YOUR OBJECTIVE
List every line of the records that contains the string "indicate", copying each such line in full. Case counts when matching.

SUPPLIED RECORDS
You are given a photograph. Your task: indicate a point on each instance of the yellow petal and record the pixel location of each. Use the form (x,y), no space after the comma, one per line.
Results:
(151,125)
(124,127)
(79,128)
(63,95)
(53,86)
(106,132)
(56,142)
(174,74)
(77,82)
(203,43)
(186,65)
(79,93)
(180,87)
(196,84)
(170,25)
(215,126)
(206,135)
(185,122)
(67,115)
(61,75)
--
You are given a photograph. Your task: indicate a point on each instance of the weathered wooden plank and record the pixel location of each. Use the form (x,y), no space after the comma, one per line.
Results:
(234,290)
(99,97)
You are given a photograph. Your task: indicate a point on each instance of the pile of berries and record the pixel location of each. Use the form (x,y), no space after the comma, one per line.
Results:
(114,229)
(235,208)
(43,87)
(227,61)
==
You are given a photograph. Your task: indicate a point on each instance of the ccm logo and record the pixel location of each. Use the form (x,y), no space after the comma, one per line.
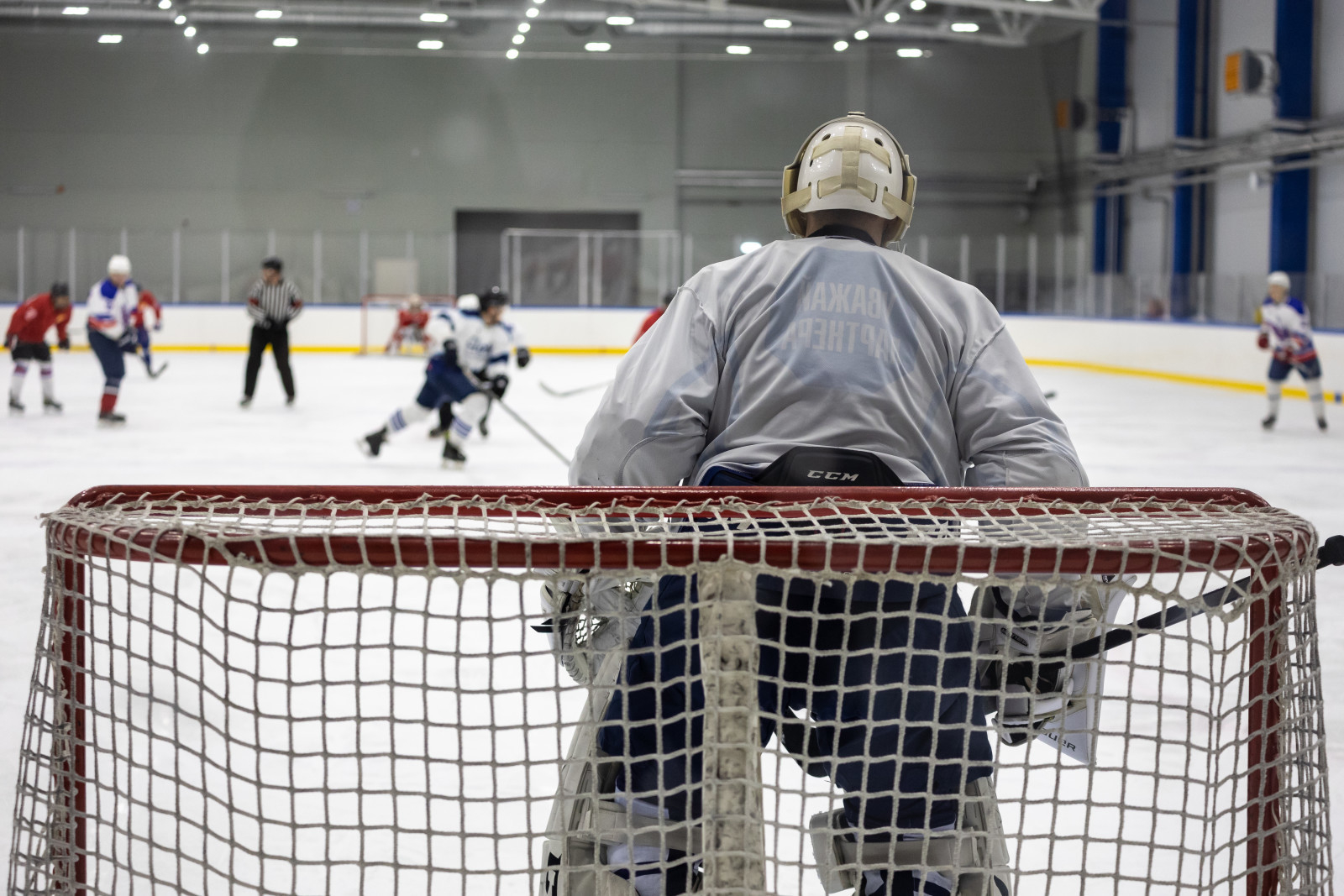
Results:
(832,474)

WRITTEN REPLY
You are given a photograph. Your task: indicate a point on each instance of the yellow petal and record the pixel location of each. Use the form (x,y), no space after the comma, one per line.
You are given a photograph. Your task: indicate a point on each instance of the weathered wooden plank and record the pixel location of each. Use the form (x,y), no space after the comma, one per line.
You are given a photograph. Your task: indicate a point on each instance of the pile of berries and record the pixel location of each. Use the form (x,y), no space after the comma, one per line.
You are given a photograph. Your task: indicate a point on each instance of the ccm logo and record the pixel location of each. Use the form (x,y), no space after the comma, one per line.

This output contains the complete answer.